# Passage shown:
══════════════════════════════

The path of an artist is never straightforward or easygoing. But the challenges are even greater for women who, as artists, create their work as a reflection of the way they see and move through the world.
Throughout the astonishing artifact of a movie “Apolonia, Apolonia”—the kind of film whose essence patiently and gradually materializes like an abstract painting in the making—Danish documentary filmmaker Lea Glob affirms this aforesaid hardship in countless, studious, and affectionate ways. Her intricate portrait of Apolonia Sokol, the on-the-rise French figurative painter whom Glob met in 2009 and filmed for 13 years, is full of such details. But Glob’s own presence in her doc makes an equally essential point about womanhood and artistry, by doubling down on the film’s multifaceted thesis. The result is something deeply reflective about femininity, culture, commerce, friendship, sexuality and the various souls who dwell in the impossible intersection of it all.
In that regard, Glob’s film is far from a cliched fly-on-the-wall cinematic portraiture, and the type of documentary that usually grabs the attention of the Oscars. (This one fortunately and miraculously did, as the movie is now a part of the Academy’s coveted shortlist of a handful of documentaries competing for the top prize in the non-fiction category.) It is instead an experimental work in which the subject and the filmmaker are pronouncedly enmeshed, one as edgy as its chief subject Apolonia, a tireless creator of angular features, typified by a resolute demeanor and bangs that she trims herself like a sculptor of her own image.
In the beginning, Apolonia seems to have all the good fortune and promise a painter could desire. Born into an artistic community in an underground theater in Paris, she studies at the prestigious art academy Beaux-Arts de Paris and leads an enviable bohemian life in one of the most beautiful cities of the world at the very theater she was raised in, now a communal hostel of sorts where Apolonia hosts up-and-comers like herself.
But as Glob returns to Apolonia time and time again, she observes that those assets that once made her a thriving and inspired artist are seemingly slipping right through her hands as Apolonia seeks and fights for a fulfilling and productive life on her own terms. As we watch the ups and downs of her life and restless artistic process, we do take note that many things that are hard for her to attain and maintain would likely come easy to her male counterparts, even if they aren’t as talented. In one scene, we watch Apolonia complain about her male professors in anger. When one of them insults Apolonia's paintings by insinuating that they aren’t as interesting as she is, through voice over, Glob wonders if they would've said the same to a male painter. You can’t help but agree with both the director and subject's irritation.

══════════════════════════════

# Assigned task 1:
Translate this sentence from the film review into Spanish: "In one scene, we watch Apolonia complain about her male professors in anger."
# Assigned task 2:
According to the film review, for how many years did Lea Glob film Apolonia Sokol?
The material has no connection to the film review above.

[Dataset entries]
══════════════════════════════

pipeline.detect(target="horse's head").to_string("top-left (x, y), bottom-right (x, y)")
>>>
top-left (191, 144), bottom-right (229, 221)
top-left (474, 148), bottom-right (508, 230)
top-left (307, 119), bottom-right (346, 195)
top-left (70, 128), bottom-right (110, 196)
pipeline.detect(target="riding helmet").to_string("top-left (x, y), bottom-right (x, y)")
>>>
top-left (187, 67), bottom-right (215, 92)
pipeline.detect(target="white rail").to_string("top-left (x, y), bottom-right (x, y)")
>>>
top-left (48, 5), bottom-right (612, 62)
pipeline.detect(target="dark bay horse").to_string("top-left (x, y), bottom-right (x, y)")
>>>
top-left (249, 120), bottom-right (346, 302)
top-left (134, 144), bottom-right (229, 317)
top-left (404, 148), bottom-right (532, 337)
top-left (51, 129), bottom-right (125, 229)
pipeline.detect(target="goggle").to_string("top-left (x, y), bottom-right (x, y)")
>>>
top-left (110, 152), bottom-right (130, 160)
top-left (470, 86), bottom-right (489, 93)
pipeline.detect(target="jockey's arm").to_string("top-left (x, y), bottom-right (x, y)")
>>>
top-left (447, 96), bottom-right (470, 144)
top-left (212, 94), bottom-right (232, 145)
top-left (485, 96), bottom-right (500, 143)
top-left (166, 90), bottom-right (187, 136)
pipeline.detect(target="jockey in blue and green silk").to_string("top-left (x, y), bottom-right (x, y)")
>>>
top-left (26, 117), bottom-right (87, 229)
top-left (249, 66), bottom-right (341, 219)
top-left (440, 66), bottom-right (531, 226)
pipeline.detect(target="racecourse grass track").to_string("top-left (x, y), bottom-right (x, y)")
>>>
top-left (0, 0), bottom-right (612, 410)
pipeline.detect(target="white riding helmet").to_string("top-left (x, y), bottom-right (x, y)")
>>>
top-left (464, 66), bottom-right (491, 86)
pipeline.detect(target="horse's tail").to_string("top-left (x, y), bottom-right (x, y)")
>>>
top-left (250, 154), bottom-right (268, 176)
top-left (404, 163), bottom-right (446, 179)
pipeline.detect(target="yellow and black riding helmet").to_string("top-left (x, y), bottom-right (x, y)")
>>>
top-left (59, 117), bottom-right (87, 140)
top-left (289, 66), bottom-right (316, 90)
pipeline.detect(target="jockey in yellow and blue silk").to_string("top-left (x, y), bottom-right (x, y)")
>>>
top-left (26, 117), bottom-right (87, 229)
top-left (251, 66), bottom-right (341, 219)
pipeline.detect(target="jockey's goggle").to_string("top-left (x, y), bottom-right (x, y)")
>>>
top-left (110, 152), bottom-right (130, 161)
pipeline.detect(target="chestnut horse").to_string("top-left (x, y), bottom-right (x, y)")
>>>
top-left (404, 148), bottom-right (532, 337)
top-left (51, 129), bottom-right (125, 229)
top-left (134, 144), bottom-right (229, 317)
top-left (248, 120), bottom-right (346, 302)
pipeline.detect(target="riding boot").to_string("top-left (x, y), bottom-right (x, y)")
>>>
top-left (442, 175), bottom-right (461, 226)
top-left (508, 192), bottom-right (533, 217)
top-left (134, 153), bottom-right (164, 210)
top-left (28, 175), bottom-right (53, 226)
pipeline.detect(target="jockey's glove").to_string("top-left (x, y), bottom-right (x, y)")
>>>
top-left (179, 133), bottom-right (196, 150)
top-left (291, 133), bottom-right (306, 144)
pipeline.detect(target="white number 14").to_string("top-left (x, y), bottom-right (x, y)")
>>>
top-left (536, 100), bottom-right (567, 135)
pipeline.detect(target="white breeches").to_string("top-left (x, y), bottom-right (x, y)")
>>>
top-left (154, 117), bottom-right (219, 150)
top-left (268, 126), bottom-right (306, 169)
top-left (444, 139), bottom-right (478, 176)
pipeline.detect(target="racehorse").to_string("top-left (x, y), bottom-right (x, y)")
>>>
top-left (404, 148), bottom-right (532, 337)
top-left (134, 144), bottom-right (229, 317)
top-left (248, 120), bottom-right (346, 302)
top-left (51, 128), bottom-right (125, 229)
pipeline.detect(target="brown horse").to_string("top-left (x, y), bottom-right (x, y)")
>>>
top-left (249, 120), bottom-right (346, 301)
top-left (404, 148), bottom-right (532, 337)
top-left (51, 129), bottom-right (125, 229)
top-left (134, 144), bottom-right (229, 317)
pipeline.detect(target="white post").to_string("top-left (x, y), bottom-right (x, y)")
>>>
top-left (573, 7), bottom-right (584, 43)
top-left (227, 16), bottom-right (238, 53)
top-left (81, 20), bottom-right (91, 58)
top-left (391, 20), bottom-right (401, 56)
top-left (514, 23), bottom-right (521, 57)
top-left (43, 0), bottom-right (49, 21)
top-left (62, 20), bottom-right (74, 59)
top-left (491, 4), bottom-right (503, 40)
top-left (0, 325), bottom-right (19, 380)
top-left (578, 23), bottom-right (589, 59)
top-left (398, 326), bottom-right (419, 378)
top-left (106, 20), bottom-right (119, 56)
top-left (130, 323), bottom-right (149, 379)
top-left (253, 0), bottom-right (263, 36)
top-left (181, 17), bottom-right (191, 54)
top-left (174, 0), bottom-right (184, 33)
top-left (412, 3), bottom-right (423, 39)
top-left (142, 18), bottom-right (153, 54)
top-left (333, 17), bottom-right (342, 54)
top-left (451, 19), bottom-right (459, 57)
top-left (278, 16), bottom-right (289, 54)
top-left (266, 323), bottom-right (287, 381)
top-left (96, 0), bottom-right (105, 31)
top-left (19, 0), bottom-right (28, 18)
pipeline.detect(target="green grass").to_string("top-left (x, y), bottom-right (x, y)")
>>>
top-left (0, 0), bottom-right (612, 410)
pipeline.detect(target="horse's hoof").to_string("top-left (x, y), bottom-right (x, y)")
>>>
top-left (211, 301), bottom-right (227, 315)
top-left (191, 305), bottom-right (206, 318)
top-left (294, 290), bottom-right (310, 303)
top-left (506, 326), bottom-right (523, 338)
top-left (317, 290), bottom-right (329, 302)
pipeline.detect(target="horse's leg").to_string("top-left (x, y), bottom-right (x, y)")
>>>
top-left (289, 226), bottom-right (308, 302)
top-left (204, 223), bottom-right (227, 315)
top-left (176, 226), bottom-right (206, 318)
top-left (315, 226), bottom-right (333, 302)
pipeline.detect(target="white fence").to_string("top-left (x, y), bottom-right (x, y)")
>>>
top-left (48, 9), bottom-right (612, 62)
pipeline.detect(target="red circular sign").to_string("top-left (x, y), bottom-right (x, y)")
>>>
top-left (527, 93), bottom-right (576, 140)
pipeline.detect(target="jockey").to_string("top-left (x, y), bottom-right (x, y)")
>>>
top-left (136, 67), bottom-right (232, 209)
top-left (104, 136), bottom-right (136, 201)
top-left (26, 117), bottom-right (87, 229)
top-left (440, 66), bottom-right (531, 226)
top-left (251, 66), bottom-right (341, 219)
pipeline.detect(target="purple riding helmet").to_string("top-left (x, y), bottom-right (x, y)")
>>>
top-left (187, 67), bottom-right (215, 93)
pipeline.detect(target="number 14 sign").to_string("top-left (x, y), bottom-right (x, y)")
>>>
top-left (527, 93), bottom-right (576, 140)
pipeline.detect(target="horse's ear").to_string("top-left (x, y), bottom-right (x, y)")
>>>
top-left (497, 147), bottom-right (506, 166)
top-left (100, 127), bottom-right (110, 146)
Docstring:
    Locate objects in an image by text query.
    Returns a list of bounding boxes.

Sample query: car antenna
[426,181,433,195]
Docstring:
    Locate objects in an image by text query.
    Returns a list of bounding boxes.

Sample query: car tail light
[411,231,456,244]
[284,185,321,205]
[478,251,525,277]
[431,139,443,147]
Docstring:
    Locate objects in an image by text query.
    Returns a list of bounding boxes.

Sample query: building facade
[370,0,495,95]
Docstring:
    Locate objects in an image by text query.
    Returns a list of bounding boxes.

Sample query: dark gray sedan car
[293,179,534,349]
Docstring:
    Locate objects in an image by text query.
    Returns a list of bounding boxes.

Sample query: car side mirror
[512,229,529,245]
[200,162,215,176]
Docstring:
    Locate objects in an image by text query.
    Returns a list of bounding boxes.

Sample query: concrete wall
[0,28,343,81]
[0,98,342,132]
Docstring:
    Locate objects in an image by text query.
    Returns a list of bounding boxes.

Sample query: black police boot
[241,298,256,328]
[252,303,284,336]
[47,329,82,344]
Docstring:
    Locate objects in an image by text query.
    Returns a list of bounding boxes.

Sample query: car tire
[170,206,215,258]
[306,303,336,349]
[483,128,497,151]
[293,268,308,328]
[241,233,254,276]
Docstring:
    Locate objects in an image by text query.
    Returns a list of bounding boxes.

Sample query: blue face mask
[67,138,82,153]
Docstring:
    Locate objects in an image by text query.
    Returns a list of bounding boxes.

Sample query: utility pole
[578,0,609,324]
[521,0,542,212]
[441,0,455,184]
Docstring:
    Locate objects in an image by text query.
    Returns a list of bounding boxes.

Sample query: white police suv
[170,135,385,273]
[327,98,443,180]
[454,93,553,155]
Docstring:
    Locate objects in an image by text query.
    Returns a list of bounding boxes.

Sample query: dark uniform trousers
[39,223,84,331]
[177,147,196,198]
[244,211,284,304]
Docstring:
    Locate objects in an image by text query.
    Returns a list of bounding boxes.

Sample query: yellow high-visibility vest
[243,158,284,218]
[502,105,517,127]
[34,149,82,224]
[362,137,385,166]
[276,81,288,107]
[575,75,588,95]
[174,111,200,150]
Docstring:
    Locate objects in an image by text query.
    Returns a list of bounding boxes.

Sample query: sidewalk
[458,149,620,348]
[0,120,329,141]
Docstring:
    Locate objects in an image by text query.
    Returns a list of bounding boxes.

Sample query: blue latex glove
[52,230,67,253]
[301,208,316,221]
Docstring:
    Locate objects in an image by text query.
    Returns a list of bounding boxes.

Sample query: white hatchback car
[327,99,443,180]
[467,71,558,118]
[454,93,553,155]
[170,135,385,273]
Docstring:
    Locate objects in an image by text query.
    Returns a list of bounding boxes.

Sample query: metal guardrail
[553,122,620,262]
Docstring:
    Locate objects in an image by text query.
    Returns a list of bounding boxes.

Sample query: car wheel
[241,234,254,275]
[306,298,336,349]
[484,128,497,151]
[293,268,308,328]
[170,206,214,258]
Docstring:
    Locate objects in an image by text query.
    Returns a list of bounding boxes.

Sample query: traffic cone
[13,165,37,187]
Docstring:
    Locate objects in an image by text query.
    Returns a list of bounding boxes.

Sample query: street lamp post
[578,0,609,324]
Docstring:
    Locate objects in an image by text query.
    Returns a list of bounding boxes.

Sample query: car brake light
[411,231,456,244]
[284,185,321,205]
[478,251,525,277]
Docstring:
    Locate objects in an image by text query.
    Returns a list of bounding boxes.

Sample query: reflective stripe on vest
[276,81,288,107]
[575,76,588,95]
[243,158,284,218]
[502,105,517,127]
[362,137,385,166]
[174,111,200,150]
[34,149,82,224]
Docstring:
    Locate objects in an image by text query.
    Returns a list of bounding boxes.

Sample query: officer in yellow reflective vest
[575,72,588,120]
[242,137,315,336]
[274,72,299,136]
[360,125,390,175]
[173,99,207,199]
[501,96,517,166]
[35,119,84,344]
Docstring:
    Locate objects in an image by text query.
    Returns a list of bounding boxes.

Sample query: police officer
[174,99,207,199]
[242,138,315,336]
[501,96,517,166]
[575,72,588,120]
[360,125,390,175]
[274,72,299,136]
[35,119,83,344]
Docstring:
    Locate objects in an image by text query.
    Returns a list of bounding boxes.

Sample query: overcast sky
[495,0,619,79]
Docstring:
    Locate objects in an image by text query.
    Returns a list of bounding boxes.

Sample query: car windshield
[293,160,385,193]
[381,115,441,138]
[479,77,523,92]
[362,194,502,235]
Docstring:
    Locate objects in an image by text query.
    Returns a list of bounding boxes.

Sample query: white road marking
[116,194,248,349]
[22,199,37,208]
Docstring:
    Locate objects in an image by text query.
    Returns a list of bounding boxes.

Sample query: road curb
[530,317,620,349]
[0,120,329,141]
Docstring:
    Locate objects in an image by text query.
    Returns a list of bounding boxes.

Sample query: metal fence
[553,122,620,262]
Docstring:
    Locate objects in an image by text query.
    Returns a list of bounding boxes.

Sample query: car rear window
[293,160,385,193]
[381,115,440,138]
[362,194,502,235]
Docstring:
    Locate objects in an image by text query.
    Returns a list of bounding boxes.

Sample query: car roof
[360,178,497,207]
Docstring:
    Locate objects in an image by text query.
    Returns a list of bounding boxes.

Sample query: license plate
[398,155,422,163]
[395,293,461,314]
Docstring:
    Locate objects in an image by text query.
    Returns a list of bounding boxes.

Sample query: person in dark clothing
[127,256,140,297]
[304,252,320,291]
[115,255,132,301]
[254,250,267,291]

══════════════════════════════

# Final answer 1:
En una escena, vemos a Apolonia quejarse con enojo de sus profesores varones.

# Final answer 2:
13 years.